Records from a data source
══════════
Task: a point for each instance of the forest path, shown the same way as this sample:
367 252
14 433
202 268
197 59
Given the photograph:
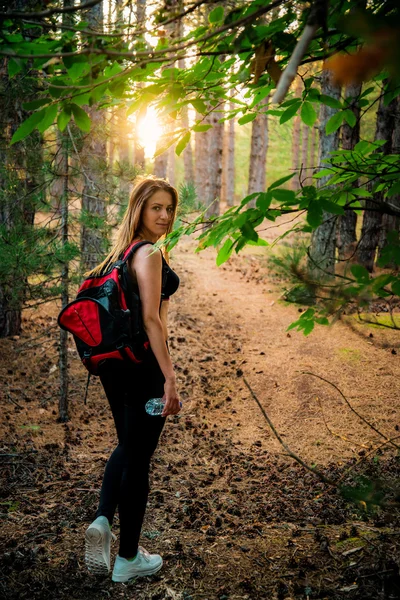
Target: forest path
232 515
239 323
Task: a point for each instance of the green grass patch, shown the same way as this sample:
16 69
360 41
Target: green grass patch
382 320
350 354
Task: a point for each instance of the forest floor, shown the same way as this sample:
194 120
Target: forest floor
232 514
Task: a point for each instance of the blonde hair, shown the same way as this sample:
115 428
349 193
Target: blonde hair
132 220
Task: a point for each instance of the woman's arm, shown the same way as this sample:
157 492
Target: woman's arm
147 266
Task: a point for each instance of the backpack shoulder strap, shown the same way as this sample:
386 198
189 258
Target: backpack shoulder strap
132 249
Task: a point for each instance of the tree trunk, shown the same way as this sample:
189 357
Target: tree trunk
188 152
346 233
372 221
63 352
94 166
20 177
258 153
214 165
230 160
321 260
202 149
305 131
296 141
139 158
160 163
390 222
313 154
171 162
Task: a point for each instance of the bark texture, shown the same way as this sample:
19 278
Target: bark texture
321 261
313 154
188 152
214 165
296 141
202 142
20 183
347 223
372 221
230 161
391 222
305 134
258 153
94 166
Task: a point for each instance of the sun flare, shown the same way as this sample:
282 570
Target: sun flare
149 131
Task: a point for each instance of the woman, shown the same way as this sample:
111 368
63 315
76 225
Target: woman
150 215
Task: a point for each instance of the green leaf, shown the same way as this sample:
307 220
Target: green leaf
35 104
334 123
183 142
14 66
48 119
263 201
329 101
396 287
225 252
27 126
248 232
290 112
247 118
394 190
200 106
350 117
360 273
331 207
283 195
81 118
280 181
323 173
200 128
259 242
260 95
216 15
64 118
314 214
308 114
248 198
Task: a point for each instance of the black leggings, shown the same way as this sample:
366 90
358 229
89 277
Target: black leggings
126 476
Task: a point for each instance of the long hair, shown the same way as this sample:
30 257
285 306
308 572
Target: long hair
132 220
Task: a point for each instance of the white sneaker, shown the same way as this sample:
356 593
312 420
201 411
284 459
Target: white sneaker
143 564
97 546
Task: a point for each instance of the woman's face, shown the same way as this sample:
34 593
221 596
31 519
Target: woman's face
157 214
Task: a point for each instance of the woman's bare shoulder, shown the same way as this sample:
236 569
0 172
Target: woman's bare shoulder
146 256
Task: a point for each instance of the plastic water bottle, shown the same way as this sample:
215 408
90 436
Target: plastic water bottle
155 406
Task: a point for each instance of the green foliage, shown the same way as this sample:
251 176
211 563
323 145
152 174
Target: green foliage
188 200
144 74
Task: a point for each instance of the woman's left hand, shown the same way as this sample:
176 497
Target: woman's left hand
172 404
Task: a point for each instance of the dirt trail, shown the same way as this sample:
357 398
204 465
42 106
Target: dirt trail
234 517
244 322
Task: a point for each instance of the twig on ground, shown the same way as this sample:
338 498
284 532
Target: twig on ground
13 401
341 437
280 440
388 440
══════════
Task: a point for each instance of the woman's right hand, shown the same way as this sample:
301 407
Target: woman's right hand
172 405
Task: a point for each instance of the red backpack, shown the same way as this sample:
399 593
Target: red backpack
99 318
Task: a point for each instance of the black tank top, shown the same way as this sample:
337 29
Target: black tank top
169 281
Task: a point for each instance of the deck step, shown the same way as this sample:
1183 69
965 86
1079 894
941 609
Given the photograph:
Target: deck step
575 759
══════════
**PROBLEM:**
The stretch above running from the line with "Task: a point for each instance of the forest path, shown" through the line with "Task: a point for each instance of the blonde" is all you should copy, exactly, leaving out the pictures.

**YOUR SOLUTION:**
Task: a point for each instance of the forest path, shown the same way as this sample:
367 252
14 433
202 268
197 59
Given the photograph:
Target: forest path
232 515
239 323
Task: a point for each instance of the green grass patch, shown the same way as this sample:
16 69
360 41
Target: green grass patch
382 320
350 354
Task: a point for each instance of the forest floor, shown the same way as this sample:
194 120
Target: forest floor
232 514
Task: a point for each instance of the blonde hair, shown the same way as this sample:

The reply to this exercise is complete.